Gostiny Dvor – is a shopping (merchant) center in the historical center of Kamensk-Uralsky, Sverdlovsk oblast.

The building was granted the status of regional significance in the 31st of December 1987 (decision № 535 by the executive committee of Sverdlovsk oblast Council of People's Deputies). The object number of cultural heritage of regional significance is 661720983680005.

Architecture 
The Gostiny Dvor was built in the period from 1820-1840s and was reconstructed at the end of the 19th century. It was included in the general plan of the town in 1848. It has a rectangular form building with an open center. Structurally the building is divided into two parts: the northern part which overlooking the Cathedral Square, and the southern part - overlooking Lenin Street (former Bolshaya Moskovskaya Street). The Gostiny Dvor forms the southeast corner of the Cathedral Square. It refers to the historical shopping facilities of the Urals at the end of the 19th century.

▶ What is needed
From the passage on Gostiny Dvor, set down the words between "Architecture" and "Urals at the end of the 19th century.", inclusive, without changing them.

(Rows from a pointing dataset)
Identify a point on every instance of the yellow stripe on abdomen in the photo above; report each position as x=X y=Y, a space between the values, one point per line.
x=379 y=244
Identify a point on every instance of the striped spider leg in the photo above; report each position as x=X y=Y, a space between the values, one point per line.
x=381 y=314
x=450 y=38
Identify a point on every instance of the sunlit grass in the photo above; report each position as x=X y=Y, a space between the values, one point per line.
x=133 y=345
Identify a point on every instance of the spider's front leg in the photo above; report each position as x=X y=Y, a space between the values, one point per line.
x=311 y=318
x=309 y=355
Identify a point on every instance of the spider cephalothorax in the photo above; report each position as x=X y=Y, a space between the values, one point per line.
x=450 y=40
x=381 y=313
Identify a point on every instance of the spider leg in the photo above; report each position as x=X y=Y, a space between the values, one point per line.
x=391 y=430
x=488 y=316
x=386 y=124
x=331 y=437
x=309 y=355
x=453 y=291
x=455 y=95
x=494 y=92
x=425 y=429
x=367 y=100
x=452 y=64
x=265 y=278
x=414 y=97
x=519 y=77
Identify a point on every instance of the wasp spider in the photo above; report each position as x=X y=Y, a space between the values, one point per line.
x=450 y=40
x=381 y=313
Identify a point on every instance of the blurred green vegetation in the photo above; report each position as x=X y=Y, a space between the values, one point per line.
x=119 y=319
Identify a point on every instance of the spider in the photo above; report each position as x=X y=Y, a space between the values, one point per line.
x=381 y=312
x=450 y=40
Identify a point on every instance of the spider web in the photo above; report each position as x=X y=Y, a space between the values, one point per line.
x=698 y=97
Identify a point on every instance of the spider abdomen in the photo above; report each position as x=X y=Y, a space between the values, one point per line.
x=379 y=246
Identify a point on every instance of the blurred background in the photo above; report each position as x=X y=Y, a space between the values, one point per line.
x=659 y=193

* * *

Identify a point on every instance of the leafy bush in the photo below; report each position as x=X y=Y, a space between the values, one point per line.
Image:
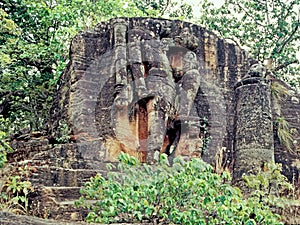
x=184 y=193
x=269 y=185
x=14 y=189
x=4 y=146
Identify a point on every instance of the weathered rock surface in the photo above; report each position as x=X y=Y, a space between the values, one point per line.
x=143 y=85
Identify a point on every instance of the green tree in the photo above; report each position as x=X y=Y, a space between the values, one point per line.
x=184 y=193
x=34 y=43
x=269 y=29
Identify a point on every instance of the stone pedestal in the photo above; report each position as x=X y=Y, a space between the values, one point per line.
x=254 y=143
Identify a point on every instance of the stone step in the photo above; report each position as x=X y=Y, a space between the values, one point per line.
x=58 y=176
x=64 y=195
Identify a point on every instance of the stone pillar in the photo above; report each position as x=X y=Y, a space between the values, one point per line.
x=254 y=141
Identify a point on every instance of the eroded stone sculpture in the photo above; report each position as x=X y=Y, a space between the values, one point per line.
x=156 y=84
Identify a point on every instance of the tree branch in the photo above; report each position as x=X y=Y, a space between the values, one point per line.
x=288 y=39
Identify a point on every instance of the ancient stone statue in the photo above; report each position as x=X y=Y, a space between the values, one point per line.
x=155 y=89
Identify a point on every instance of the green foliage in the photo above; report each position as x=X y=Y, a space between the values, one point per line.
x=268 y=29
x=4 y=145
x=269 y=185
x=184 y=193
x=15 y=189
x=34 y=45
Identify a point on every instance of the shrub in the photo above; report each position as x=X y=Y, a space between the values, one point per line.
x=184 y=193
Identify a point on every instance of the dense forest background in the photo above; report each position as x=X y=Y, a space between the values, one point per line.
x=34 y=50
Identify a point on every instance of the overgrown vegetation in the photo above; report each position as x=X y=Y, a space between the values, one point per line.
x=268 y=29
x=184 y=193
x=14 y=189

--

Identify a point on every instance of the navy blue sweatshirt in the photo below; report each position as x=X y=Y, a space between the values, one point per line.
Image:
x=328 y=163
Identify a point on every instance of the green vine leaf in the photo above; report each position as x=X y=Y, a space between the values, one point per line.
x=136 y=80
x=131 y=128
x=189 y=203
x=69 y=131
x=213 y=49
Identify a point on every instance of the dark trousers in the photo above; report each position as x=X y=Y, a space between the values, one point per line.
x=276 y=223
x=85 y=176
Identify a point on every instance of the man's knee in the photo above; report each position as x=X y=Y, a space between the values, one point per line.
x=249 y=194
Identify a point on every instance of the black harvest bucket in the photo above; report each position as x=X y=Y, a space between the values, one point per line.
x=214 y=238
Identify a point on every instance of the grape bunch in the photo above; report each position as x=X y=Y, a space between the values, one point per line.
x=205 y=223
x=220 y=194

▶ Reply
Architecture 
The Gostiny Dvor was built in the period from 1820-1840s and was reconstructed at the end of the 19th century. It was included in the general plan of the town in 1848. It has a rectangular form building with an open center. Structurally the building is divided into two parts: the northern part which overlooking the Cathedral Square, and the southern part - overlooking Lenin Street (former Bolshaya Moskovskaya Street). The Gostiny Dvor forms the southeast corner of the Cathedral Square. It refers to the historical shopping facilities of the Urals at the end of the 19th century.